#### Tasks to complete:
A - In the forum thread, whose opinion does the DIP's author say they are still interested in?
B - Please repeat the part of the forum thread between "I admit that" and "and Atila's opinion.", inclusive, keeping every word unchanged.
-- Begin Quoted passage --
Now my proposed next one is:

- Small feature: context-sensitive string literals
   Small problem: accidentally bumps the complexity class of D's 
lexical grammar.

Now I understand that reviewers are debating whether it is a 
small feature ("I actually use these a lot") and whether the 
small problem isn't too small ("making D lexers still isn't 
hard"). That's what I like to see in the review, thanks 
especially to WebFreak and Adam D. Ruppe for their input on their 
VSCode and Vim highlighters, and thanks to you for your use cases.

What I don't get is why this is called a "non-starter" by Andrei 
and a "debacle" / "misguided quest" by you. Is it such a 
ludicrous idea to deprecate this particular part of the language?

I admit that I misjudged that amount of use, breakage and 
complexity this feature has before writing this DIP. If this 
trend continues then this DIP is dead, I'm not going to push this 
hard or anything. But I am at least still interested in Walter 
and Atila's opinion.

Dec 04 2019

Timon Gehr <timon.gehr gmx.ch> writes:

On 04.12.19 12:10, Dennis wrote:
 
 
 Now my proposed next one is:
 
 - Small feature: context-sensitive string literals
    Small problem: accidentally bumps the complexity class of D's lexical 
 grammar.

A small fix for this small problem is to just say in the specification 
that heredoc identifiers may not exceed 1e100 characters. ;)
-- End Quoted passage --
-- Begin Data excerpt --
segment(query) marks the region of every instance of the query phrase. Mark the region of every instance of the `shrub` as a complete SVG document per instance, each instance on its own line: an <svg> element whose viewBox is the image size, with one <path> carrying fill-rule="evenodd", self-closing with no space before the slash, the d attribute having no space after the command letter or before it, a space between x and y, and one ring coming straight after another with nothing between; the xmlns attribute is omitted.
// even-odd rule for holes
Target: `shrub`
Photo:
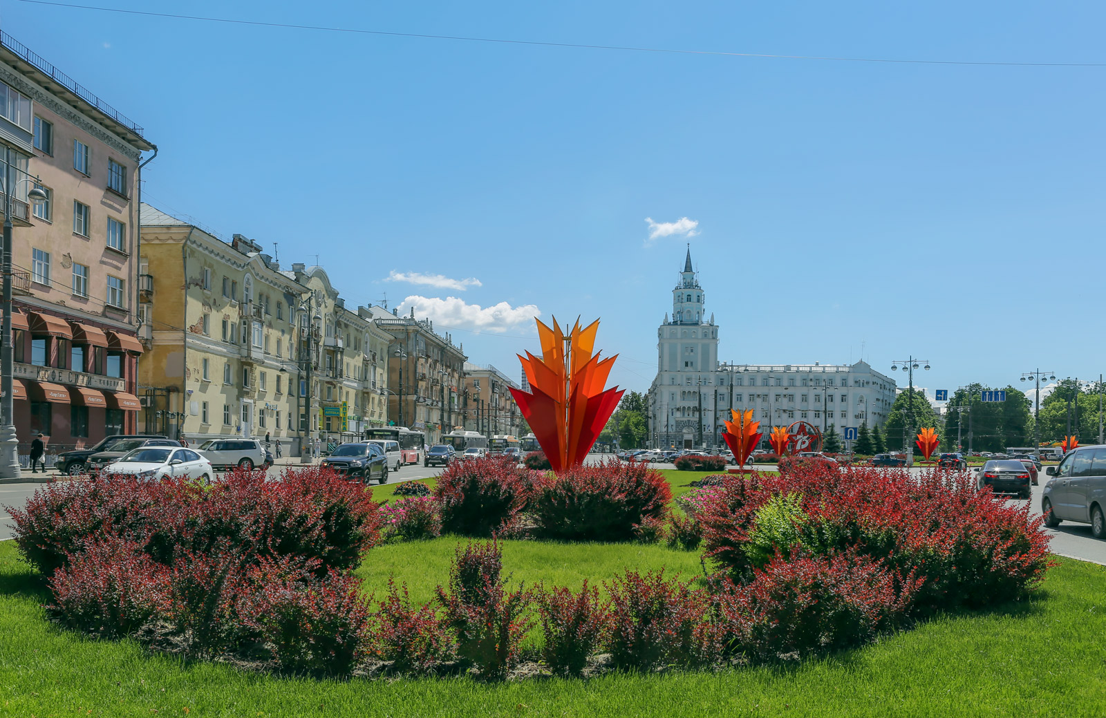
-- End Data excerpt --
#### Responses per task:
A - Walter and Atila's.

B -
I admit that I misjudged that amount of use, breakage and 
complexity this feature has before writing this DIP. If this 
trend continues then this DIP is dead, I'm not going to push this 
hard or anything. But I am at least still interested in Walter 
and Atila's opinion.